My knowledge of person-centered theoretical framework is pretty good but working with my supervisee’s who endorsed other theories forced me to recognize that I need to further my working knowledge of the other theories. Due to the limited allotted time to meet with each student, I feel we did not always have time to address all issues and I struggled with cutting some students off due to my feelings of being rude but not doing this affected everyone’s scheduled meeting times. Lastly, termination is hard for everyone and I am able to address and explain this but I still struggle with termination even though it occurs on a regular consistent basis but I continue to get better with it each passing year.

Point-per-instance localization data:
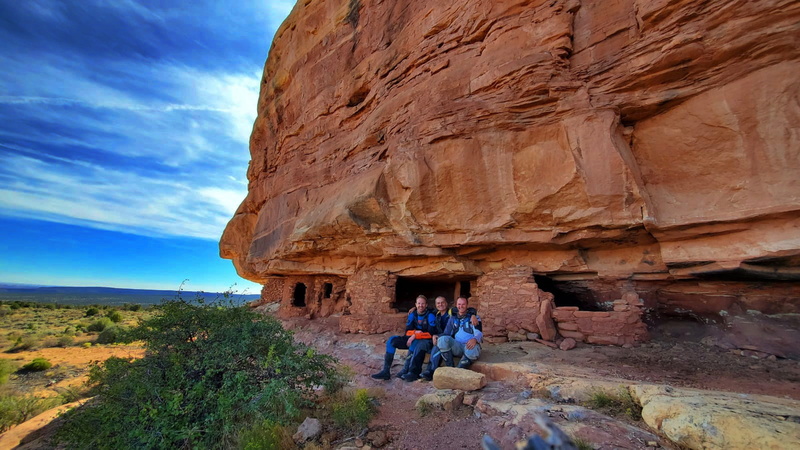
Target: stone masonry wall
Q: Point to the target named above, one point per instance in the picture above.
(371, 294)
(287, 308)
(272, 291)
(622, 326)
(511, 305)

---

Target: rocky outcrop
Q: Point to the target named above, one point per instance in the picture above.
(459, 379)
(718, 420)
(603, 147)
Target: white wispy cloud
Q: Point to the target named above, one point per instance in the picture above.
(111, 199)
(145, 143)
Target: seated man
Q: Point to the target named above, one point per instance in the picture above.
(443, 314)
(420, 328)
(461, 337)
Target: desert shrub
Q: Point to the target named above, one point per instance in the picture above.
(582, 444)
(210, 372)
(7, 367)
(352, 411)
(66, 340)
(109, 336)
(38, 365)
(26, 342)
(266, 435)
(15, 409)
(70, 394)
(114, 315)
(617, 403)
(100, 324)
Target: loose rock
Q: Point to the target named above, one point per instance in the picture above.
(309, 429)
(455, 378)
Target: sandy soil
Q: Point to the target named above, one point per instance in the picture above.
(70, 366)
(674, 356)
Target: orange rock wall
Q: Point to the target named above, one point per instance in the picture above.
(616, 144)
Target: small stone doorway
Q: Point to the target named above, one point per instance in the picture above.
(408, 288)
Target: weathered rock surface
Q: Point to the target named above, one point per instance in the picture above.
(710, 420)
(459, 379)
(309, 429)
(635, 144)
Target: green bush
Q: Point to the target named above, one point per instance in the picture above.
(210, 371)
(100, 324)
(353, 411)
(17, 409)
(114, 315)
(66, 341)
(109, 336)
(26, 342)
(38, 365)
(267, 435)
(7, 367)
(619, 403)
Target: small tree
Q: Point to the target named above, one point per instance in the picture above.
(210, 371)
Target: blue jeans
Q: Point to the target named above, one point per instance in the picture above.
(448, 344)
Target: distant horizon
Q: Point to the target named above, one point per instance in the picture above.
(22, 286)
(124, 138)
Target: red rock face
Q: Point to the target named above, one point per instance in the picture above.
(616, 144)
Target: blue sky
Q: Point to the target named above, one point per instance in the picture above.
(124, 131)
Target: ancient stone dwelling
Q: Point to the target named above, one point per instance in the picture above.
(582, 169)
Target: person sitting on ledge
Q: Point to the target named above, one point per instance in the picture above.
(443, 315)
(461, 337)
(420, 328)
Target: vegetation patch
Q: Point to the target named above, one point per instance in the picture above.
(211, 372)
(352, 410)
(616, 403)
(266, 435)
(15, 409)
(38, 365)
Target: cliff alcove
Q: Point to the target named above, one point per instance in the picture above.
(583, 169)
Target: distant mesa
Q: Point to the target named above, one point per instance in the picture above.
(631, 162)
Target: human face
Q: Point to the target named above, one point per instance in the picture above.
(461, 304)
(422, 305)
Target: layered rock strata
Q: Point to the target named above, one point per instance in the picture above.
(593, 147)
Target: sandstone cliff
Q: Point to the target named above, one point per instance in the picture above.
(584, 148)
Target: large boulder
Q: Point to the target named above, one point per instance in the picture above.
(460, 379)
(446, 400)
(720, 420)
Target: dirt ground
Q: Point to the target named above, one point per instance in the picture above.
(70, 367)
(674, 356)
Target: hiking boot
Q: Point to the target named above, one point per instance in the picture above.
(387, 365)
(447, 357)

Requirement:
Pick up the reflection on supervising counseling students after its last sentence and continue writing it. The material is separate from the supervision reflection and has no connection to it.

Output of the task:
This semester I believe I was able to find my niche in providing supervision. I enjoyed each and every one of my supervisee’s and enjoyed getting to know them, their patients through their self-reports, the honor to have many of my supervisee’s disclose many personal and intimate details, experiences and feel comfortable crying in supervision, providing feedback, brainstorming and assisting them with professional and patient problems. I was able to recognize how important individual supervision is as the foundation for my supervisee’s professional development and the magnitude my choices, skills and competence play in their development. I hope I was able to leave a good and everlasting impression on my supervisee’s experience and future careers. My supervisee’s have given me such good feedback and expressed how much they will miss this component of practicum because they are able to really hone in on things not addressed in their onsite supervision which they articulated is necessary. This feedback gave me a greater appreciation of the work and importance of my supervision and the relationship to the supervisee’s and ultimately, their caseload.
I am amazed at the number of options that are available in conducting supervision and the value of quality supervision. My selected supervision method was determined by my experiences, interest and capability in accessing and utilizing different methods based on perceived and actual needs of my supervisee. The field of psychology is forever growing, developing and changing and the importance for psychologist and supervisors to continuously study and know many different methodologies is imperative to serve our supervisee’s, their clients and the profession.